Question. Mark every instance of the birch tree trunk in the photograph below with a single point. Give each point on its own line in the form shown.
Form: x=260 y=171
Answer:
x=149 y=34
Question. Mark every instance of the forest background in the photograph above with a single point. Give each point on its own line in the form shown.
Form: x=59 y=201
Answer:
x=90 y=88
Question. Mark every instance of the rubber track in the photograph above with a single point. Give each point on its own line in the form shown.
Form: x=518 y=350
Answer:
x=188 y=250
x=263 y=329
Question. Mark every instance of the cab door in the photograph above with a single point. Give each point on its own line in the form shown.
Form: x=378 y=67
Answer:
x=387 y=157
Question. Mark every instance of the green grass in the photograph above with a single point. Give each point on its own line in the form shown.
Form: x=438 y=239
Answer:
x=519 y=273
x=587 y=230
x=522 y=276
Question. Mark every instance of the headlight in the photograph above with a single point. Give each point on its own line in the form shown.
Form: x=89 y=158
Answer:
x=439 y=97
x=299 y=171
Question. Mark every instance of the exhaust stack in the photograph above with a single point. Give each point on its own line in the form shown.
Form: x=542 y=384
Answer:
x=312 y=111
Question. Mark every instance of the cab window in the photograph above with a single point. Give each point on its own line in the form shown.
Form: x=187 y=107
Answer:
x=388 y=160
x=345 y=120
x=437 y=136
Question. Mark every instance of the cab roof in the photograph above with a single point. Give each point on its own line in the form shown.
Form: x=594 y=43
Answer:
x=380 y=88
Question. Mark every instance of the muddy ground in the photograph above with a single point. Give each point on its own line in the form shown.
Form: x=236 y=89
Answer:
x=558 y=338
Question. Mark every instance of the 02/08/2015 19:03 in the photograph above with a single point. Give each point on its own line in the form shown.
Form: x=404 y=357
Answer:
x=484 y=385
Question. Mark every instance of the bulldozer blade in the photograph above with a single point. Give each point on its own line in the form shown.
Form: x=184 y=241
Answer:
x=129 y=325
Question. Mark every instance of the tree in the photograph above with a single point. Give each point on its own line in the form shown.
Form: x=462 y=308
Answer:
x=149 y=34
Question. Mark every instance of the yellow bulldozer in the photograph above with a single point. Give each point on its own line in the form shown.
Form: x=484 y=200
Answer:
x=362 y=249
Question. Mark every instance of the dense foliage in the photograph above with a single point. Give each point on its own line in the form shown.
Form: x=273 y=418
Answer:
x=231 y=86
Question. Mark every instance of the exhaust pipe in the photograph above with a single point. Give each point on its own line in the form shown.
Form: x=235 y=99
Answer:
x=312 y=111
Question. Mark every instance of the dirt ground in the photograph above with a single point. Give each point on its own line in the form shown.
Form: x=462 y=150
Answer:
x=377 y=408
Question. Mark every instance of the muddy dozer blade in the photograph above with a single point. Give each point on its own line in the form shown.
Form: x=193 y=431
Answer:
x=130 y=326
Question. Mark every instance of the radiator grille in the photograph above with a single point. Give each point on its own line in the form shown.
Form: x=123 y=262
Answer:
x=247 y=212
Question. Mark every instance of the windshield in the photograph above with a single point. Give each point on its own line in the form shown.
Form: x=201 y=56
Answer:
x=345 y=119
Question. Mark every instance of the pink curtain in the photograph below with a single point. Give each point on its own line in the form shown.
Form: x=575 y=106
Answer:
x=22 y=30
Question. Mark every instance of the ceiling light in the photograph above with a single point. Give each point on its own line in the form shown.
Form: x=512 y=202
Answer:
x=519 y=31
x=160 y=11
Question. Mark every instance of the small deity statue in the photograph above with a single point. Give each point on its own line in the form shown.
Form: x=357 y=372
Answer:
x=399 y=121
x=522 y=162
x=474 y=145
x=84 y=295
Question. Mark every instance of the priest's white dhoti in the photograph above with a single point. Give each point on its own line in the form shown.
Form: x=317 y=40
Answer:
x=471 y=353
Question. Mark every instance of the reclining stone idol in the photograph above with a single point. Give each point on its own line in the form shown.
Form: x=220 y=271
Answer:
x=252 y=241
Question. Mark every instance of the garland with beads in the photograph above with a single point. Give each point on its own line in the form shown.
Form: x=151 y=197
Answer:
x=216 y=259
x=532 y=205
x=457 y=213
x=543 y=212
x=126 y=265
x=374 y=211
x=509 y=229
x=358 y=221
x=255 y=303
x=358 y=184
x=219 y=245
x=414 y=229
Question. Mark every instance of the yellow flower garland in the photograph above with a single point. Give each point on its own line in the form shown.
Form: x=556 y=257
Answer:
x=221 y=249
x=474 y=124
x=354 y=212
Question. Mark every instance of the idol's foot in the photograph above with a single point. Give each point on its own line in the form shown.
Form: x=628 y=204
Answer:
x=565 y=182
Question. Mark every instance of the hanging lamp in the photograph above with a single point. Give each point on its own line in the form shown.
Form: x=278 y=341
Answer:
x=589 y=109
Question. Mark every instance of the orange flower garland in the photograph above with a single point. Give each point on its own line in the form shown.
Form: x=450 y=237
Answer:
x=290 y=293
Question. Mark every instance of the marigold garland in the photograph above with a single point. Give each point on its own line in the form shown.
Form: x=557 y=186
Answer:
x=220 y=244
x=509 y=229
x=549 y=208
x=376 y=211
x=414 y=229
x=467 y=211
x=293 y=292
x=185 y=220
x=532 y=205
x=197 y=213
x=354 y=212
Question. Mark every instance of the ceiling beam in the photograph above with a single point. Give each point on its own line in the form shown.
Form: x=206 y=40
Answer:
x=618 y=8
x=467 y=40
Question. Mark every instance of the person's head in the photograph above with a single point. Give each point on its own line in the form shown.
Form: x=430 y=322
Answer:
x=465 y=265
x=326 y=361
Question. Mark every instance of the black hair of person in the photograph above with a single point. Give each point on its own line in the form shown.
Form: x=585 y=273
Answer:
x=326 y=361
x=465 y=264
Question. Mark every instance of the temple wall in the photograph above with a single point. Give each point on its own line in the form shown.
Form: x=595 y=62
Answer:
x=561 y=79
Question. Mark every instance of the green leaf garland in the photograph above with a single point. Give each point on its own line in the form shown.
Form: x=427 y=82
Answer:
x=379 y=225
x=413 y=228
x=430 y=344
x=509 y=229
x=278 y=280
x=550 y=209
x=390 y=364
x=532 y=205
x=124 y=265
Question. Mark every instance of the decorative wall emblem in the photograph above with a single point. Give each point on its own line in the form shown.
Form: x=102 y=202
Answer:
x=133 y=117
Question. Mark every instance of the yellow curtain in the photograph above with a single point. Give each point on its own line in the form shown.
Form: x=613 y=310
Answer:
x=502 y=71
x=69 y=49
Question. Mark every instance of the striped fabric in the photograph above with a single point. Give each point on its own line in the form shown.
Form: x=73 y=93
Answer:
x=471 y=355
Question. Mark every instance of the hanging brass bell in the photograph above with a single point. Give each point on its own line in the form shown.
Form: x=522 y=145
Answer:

__________________________________________________

### Task brief
Reproduce the entire listing above verbatim, from its first line through its last.

### Answer
Question. Mark every instance of the birch tree trunk in the photograph below with a single point. Give each point on its own line in the form shown.
Form: x=260 y=171
Answer:
x=149 y=34
Question. Mark every instance of the forest background in the photograph above with a single point. Give each point on its own line in the form shown.
Form: x=59 y=201
Answer:
x=90 y=88
Question. Mark every instance of the rubber track in the photograph above with a single point. Give each point on its own line in the form shown.
Form: x=518 y=350
Answer:
x=188 y=250
x=263 y=329
Question. Mark every instance of the cab door in the photograph above with a single point. Give each point on its own line in the form shown.
Form: x=378 y=67
Answer:
x=387 y=157
Question. Mark every instance of the green grass in the photograph above with a single point. Give each point on its own line in the form shown.
Form: x=438 y=239
Answer:
x=519 y=273
x=587 y=230
x=522 y=276
Question. Mark every instance of the headlight in the photograph above with a single point. Give each point on its own line in the form shown.
Form: x=89 y=158
Answer:
x=439 y=97
x=299 y=171
Question. Mark every instance of the exhaust stack in the photograph above with a single point. Give each point on its own line in the form shown.
Form: x=542 y=384
Answer:
x=312 y=111
Question. Mark every instance of the cab window in the photograph above with a single point. Give each point on its own line in the form shown.
Form: x=187 y=107
Answer:
x=388 y=160
x=345 y=120
x=437 y=136
Question. Mark every instance of the cab roof in the photograph above with a single point. Give each point on its own line in the form shown.
Form: x=594 y=43
Answer:
x=380 y=88
Question. Mark every instance of the muddy ground in the photograph above with a single point. Give each point on its own line in the form shown.
Form: x=236 y=89
Answer:
x=558 y=338
Question. Mark every instance of the 02/08/2015 19:03 in the photograph above with a single point. Give each point on its own line in the form shown.
Form: x=404 y=357
Answer:
x=484 y=385
Question. Mark every instance of the bulldozer blade in the photograph above with a single point. Give each point on its own line in the form shown.
Form: x=184 y=241
Answer:
x=129 y=325
Question. Mark every instance of the tree in the photograph above with a single point. Give each point on its own line in the form shown.
Form: x=462 y=308
Answer:
x=149 y=34
Question. Mark every instance of the yellow bulldozer in the photograph above with a single point. Give each point on its own line in the form shown.
Form: x=484 y=200
Answer:
x=362 y=249
Question. Mark every instance of the dense foliage in the photograph above with a single point. Give each point on its own line in the form shown.
Form: x=273 y=418
Answer:
x=231 y=86
Question. Mark every instance of the exhaust pipe in the photograph above with a single point. Give each point on its own line in the form shown.
Form: x=235 y=99
Answer:
x=312 y=111
Question. Mark every instance of the dirt ground in the photograph above with a single point. Give each point on its own line in the form shown.
Form: x=462 y=150
Answer:
x=377 y=408
Question. Mark every instance of the muddy dozer blade in the photograph above with a single point. Give each point on its own line in the form shown.
Form: x=193 y=431
Answer:
x=130 y=326
Question. Mark every instance of the radiator grille in the photograph above with a single point. Give each point on its own line in the form shown.
Form: x=123 y=262
Answer:
x=247 y=212
Question. Mark every instance of the windshield in the photograph above with a single point. Give each point on its own line in the form shown.
Form: x=201 y=56
Answer:
x=345 y=119
Question. Mark every instance of the pink curtain in the photograph below with a single point. Give each point on its own line in the form shown.
Form: x=575 y=106
Answer:
x=22 y=30
Question. Mark every instance of the ceiling light in the photograph above with a single point. Give each point on its own line in the form shown.
Form: x=512 y=202
Answer:
x=519 y=31
x=160 y=11
Question. Mark every instance of the small deity statue in the photograph above with a single point. Give each point on its own line in the form shown.
Form: x=357 y=372
Answer:
x=399 y=121
x=522 y=162
x=474 y=145
x=84 y=295
Question. Mark every instance of the priest's white dhoti in the photograph above with a single point. Give each point on its own line in the form shown.
Form: x=317 y=40
Answer:
x=471 y=353
Question. Mark every instance of the reclining stone idol in the photograph above with a single point. Give each point on its own line in the form shown.
Form: x=220 y=271
Answer:
x=252 y=241
Question. Mark every instance of the garland with beads in the photograph above with a single point. Give each point on its own line in the form shown.
Form: x=151 y=197
Answer:
x=216 y=259
x=532 y=205
x=457 y=213
x=543 y=212
x=126 y=265
x=374 y=211
x=509 y=229
x=358 y=221
x=255 y=303
x=358 y=184
x=219 y=245
x=414 y=229
Question. Mark every instance of the yellow flower garland in the photograph above with a single point. Give each point on its own line in the form shown.
Form: x=556 y=257
Answer:
x=221 y=249
x=474 y=124
x=354 y=212
Question. Mark every instance of the idol's foot in the photograph above with a single point. Give each point on its own line in the form shown.
Form: x=628 y=204
Answer:
x=565 y=182
Question. Mark every instance of the hanging lamp in the photograph above with a single point. Give each point on its own line in the form shown.
Form: x=278 y=341
Answer:
x=589 y=109
Question. Mark every instance of the orange flower garland in the photograph above with a single point. Give each point on its own line in the form shown.
Form: x=450 y=237
Answer:
x=290 y=293
Question. Mark every instance of the marigold garland in the photograph above with a single point. Give each point on its own line in the form shown.
Form: x=557 y=186
Answer:
x=220 y=244
x=509 y=229
x=549 y=208
x=376 y=211
x=414 y=229
x=467 y=211
x=293 y=292
x=185 y=220
x=532 y=205
x=197 y=213
x=354 y=212
Question. Mark every instance of the ceiling beam in the photograph above with a single point. Give each point on its own line in the form shown.
Form: x=206 y=40
Answer:
x=618 y=8
x=467 y=40
Question. Mark every instance of the person's head in the photograph above with a single point. Give each point on its own line in the form shown.
Form: x=430 y=322
Answer:
x=465 y=265
x=326 y=361
Question. Mark every instance of the black hair of person in the photograph above with a single point. Give each point on its own line in the form shown.
Form: x=585 y=273
Answer:
x=326 y=361
x=465 y=264
Question. Mark every instance of the temple wall in the photograph above with a single point. Give each point on its own line in the form shown.
Form: x=595 y=62
Answer:
x=561 y=79
Question. Mark every instance of the green leaf garland in the photograph above with a single point. Give each point on its own line in the form shown.
Form: x=427 y=82
Answer:
x=379 y=225
x=413 y=228
x=430 y=344
x=509 y=229
x=278 y=280
x=550 y=209
x=390 y=364
x=532 y=205
x=124 y=265
Question. Mark every instance of the decorative wall emblem in the photograph above with a single point. Give each point on its own line in the form shown.
Form: x=102 y=202
Answer:
x=133 y=117
Question. Mark every instance of the yellow curtain in the photograph above with a single point. Give each point on its own line in the form shown.
Form: x=613 y=310
Answer:
x=502 y=71
x=69 y=49
Question. Mark every instance of the striped fabric in the photograph above with a single point. Give each point on its own line in the form shown.
Form: x=73 y=93
Answer:
x=471 y=355
Question. Mark every instance of the hanging brass bell in the photograph above with a single point. Give each point on its own line in the form shown.
Form: x=522 y=145
Answer:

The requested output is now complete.